TEXT EXCERPT:
Personal, Social and Emotional Development (PSED)

  • What can your child remember about Fairtrade Fortnight last month? How do we know when a product is Fairtrade? How has Fairtrade helped the farmers all over the world? Watch this Fairtrade video about Pablo the super banana as a reminder. https://schools.fairtrade.org.uk/resource/pablo-the-super-banana/ 
  • Draw the Fairtrade logo or Pablo the banana.
  • Talk to your child about how some people in our country and around the world don’t have enough food to eat to stay healthy. How can we help them?
  • Ask your child to think about the special times when your family have come together for a meal. What did you eat? Who was there? Why was it a special meal? Ask your child to draw or write about it as an extension activity.
  • Discuss with your child how your family can limit food waste.

Communication and Language

  • Make some simple recipes with your child and encourage them to talk about how the ingredients change as they are cooled or cooked. Some good examples include: making cakes, bread, popcorn or ice lollies.
  • Talk to your child about different food groups and how we need all of them on our plates to feel full and healthy each day. Provide paper plates and magazines with pictures of different foods.
  • Encourage your child to think about healthy foods to eat at lunchtime or as snacks.
  • Provide a feely bag with lots of different fruits inside. Ask your child to put their hand in, choose a fruit and then tell you what they can feel. Then, ask them to close their eyes and smell it. Ask them to tell you the smell, before finally looking at it and using their eyes to describe it. Introduce any new fruit names and new vocabulary too.
  • Play a listening and attention game with your child. Place a number of different foods on a tray and cover with a blanket. Ask your child to guess how many are there, and then check by counting. Remove one of the objects. Can they say which one has been removed?
  • Play ‘I went to the shop’ game with the whole family. Each family member in the group says some food that they want to buy from the shop and the next person has to add another item to the list, as well as remembering what the previous people bought too!
  • Food smells game- Use foods with distinctive smells like coffee, lemon, onions, vanilla pods, cinnamon or vinegar. Put them into plastic containers with lids and pass each food around. Ask your children to smell it and describe what it smells like. They can guess what they think it is. Then you can have a discussion about what it is and where it comes from. You can also do this activity as a blindfolded taste test

 

Physical Development

  •  Have some uncooked spaghetti and an upturned colander on the table and ask your child to poke the spaghetti through the holes. (This is a great fine motor activity for strengthening muscles used for writing.)

COLLECTED DATA:
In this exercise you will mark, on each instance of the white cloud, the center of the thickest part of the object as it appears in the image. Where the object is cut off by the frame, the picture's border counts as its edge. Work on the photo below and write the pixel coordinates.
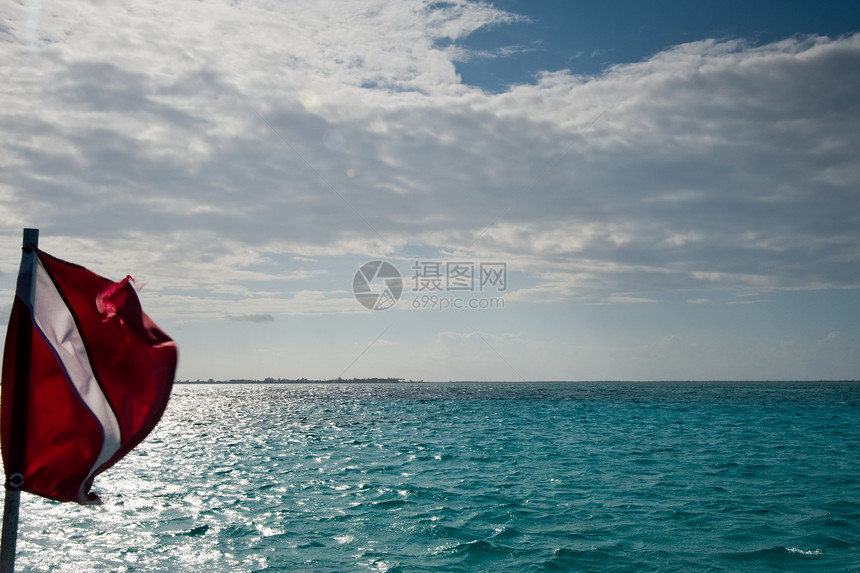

WORK INSTRUCTIONS:
• a. Name every food that the activity list gives as having a distinctive smell for the food smells game.
• b. Set down the activity list word for word, everything from "Communication and Language" down to "or as snacks.".
The material above has no connection to the activity list.

RESULTS FOR THE EXERCISE:
• a. coffee, lemon, onions, vanilla pods, cinnamon, vinegar

• b.
Communication and Language

  • Make some simple recipes with your child and encourage them to talk about how the ingredients change as they are cooled or cooked. Some good examples include: making cakes, bread, popcorn or ice lollies.
  • Talk to your child about different food groups and how we need all of them on our plates to feel full and healthy each day. Provide paper plates and magazines with pictures of different foods.
  • Encourage your child to think about healthy foods to eat at lunchtime or as snacks.